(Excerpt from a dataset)

--------------------------------

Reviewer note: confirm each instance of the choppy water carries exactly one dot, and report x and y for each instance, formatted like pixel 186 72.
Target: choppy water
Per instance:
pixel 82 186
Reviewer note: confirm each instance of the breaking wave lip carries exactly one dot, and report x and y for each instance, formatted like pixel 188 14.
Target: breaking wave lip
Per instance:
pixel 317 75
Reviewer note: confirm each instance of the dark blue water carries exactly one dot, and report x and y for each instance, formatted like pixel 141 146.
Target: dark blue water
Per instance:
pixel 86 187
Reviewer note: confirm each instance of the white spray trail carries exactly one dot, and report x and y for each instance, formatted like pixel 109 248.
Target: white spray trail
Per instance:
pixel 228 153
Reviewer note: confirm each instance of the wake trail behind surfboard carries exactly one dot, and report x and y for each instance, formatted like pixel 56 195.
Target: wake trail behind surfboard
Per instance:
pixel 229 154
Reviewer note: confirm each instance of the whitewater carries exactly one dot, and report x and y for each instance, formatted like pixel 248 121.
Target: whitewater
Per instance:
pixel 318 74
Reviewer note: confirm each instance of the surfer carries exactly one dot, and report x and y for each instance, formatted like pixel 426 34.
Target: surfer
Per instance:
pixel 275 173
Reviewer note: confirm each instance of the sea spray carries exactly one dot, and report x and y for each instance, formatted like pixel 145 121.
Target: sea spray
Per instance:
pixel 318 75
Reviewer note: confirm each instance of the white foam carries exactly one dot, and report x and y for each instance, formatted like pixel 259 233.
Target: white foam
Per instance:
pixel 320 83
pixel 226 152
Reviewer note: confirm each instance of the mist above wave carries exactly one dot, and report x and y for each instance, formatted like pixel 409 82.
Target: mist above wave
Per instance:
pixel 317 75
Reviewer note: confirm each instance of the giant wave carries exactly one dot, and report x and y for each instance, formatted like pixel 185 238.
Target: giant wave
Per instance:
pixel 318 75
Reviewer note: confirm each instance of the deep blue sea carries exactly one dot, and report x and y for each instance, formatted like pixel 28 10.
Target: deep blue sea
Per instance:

--------------------------------

What is needed — Rewrite all the records above, replacing "Reviewer note" with "Annotator note" everywhere it occurs and leaving everything else unchanged.

Exercise output —
Annotator note: confirm each instance of the choppy water carries exactly one dot, and report x and y for each instance, formatted like pixel 186 72.
Target: choppy water
Per instance:
pixel 82 186
Annotator note: confirm each instance of the breaking wave lip carries exactly one dot, and report x and y for each instance, formatted like pixel 188 14.
Target: breaking wave lip
Per instance:
pixel 317 75
Annotator note: confirm each instance of the dark blue water carries exactly one dot, and report x and y for each instance, formatted like pixel 141 146.
Target: dark blue water
Per instance:
pixel 86 187
Annotator note: confirm each instance of the white spray trail carries exactly one dot, and report x and y for each instance, formatted like pixel 109 248.
Target: white spray trail
Per instance:
pixel 228 153
Annotator note: confirm each instance of the wake trail behind surfboard carries exactly one dot, and report x and y for each instance, formatted like pixel 56 195.
Target: wake trail behind surfboard
Per instance:
pixel 229 154
Annotator note: confirm each instance of the whitewater carries exactly one dot, and report x and y for each instance, formatted like pixel 248 121.
Target: whitewater
Per instance:
pixel 318 74
Annotator note: confirm each instance of the surfer carries exactly one dot, and report x and y for each instance, formatted like pixel 426 34.
Target: surfer
Per instance:
pixel 275 173
Annotator note: confirm each instance of the sea spray carries exactly one dot, and report x and y for each instance, formatted like pixel 145 121.
Target: sea spray
Per instance:
pixel 318 75
Annotator note: confirm each instance of the white foam carries exactly one dot, and report x and y for each instance, formatted like pixel 259 233.
Target: white foam
Per instance:
pixel 320 83
pixel 226 152
Annotator note: confirm each instance of the mist above wave carries exactly one dot, and report x and y for each instance, formatted like pixel 409 82.
Target: mist above wave
Per instance:
pixel 317 75
Annotator note: confirm each instance of the giant wave carries exactly one dot, and report x and y for each instance, formatted like pixel 185 238.
Target: giant wave
Per instance:
pixel 318 75
Annotator note: confirm each instance of the deep blue sea carries exactly one dot, and report x and y for each instance, formatted like pixel 28 10.
Target: deep blue sea
Per instance:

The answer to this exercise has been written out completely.